----- EXTRACTED TEXT -----

Giap/digest # 35 - A Tribute to Piermario Ciani - 25 September 2006
As announced in the previous newsletter, we're celebrating our older brother Piermario Ciani (1951-2006), one of the founders of the Luther Blissett Project, as well as one of the most important (albeit invisible) artists - what an inadequate word - to ever come out of the Italian underground scene.
But first of all, please watch the video on the right.
You're going to see both Luther Blissett the multiple name and Luther Blissett the soccer player prominently featured @ "Fantasy Football League - Euro 2004", a British TV show on ITV, 29 June 2004. Duration: 07:25. To say the least, this clip demonstrates how we have impacted on popular culture in Britain. There's a moment in which Luther takes a book out of his pocket. It's a copy of Totò, Peppino e la guerra psichica, a Blissett anthology published in '96 by AAA (Piermario's own little publishing house), frontcover and layout designed by Piermario himself.
A TRIBUTE TO PIERMARIO CIANI
1. Farewell to Piermario - by Wu Ming, July 3, 2006
2. Comments on the funeral - by Wu Ming 1
3. Pier Ciani, the master of cultural guerrilla warfare - by Wu Ming 1, August 9, 2006
4. Mind Invaders & TRAX - An excerpt from Luther Blissett's book Mind Invaders, 1995
[All texts translated from the Italian by JDR]
A FEW MORE THINGS
1. Video. The Disney Trap: How Copyright Steals Our Stories
2. Video. Cary Grant's Style as Revealed by Valentin Spirik's Experimental Edit of His Girl Friday
FAREWELL TO PIERMARIO
July 3, 2006
We found out about it a few minutes ago, through a brief and desperate email from Vittore Baroni.

----- DATA -----

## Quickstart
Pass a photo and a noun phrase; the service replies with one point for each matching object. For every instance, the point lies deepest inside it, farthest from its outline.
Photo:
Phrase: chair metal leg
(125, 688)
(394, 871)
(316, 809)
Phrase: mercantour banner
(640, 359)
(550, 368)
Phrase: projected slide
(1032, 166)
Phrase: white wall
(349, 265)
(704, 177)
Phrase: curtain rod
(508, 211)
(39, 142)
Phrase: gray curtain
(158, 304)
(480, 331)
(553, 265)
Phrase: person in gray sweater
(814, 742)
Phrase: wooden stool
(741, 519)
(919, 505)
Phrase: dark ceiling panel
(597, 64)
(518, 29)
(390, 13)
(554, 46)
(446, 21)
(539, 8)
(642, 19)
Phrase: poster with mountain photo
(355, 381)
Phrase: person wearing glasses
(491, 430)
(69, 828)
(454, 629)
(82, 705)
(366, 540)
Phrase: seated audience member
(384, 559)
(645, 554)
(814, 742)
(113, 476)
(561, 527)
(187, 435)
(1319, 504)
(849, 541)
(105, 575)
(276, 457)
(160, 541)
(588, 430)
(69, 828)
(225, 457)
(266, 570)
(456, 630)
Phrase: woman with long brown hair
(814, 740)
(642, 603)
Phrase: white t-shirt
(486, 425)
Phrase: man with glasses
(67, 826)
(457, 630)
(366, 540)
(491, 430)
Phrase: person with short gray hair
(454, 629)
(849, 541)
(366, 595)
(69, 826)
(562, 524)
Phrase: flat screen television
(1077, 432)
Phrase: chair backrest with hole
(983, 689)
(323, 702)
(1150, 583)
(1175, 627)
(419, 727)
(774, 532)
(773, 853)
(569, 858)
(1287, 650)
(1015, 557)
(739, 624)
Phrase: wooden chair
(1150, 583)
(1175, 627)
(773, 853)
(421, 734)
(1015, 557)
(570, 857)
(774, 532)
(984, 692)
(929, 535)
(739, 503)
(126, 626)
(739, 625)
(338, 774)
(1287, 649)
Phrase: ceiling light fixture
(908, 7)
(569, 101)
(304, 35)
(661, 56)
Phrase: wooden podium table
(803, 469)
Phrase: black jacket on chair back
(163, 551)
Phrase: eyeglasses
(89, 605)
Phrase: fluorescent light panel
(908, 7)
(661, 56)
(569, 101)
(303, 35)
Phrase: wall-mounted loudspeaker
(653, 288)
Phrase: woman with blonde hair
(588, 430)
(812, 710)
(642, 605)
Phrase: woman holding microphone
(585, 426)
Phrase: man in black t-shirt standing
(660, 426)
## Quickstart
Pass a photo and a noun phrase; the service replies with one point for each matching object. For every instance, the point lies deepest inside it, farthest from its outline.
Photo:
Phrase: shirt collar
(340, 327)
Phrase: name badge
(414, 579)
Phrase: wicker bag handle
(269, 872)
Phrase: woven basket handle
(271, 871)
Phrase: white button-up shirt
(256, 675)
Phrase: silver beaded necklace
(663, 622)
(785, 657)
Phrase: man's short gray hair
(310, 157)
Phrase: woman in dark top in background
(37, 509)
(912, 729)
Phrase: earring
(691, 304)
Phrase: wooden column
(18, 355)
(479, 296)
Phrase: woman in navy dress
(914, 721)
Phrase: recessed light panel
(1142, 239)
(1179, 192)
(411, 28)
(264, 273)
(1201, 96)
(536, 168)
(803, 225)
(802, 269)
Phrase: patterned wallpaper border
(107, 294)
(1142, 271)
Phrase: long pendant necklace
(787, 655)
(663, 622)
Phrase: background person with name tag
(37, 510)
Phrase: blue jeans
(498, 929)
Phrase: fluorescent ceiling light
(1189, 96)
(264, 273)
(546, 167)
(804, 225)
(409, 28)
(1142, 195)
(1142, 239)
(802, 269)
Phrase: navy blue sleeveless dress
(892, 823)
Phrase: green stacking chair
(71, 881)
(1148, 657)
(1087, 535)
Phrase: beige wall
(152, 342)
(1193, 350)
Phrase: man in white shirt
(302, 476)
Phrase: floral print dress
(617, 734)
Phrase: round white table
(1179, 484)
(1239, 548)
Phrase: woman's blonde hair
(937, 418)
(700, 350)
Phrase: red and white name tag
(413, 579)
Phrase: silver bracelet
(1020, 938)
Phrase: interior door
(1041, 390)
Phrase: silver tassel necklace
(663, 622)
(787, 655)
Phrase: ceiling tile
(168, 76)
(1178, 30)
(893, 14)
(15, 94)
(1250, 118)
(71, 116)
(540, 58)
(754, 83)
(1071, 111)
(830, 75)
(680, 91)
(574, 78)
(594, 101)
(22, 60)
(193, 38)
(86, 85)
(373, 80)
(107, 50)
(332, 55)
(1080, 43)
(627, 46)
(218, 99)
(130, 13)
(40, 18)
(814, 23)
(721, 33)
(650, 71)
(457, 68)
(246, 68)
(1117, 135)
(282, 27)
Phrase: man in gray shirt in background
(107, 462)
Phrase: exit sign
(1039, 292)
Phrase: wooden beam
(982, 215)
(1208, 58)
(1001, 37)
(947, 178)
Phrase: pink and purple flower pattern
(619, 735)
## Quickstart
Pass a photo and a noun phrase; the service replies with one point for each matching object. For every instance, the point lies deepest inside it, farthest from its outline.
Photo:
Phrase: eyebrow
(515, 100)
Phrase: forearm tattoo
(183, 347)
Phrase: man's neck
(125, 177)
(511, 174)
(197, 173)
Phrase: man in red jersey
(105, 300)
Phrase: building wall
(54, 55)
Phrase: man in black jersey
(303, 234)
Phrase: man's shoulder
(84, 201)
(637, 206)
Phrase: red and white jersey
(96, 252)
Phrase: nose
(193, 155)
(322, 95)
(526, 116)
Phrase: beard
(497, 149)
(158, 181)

-----

EXERCISE TASK -
Copy the text from the Piermario Ciani tribute newsletter word for word, everything from "Giap/digest # 35" down to "on the right.".

RESPONSE -
Giap/digest # 35 - A Tribute to Piermario Ciani - 25 September 2006
As announced in the previous newsletter, we're celebrating our older brother Piermario Ciani (1951-2006), one of the founders of the Luther Blissett Project, as well as one of the most important (albeit invisible) artists - what an inadequate word - to ever come out of the Italian underground scene.
But first of all, please watch the video on the right.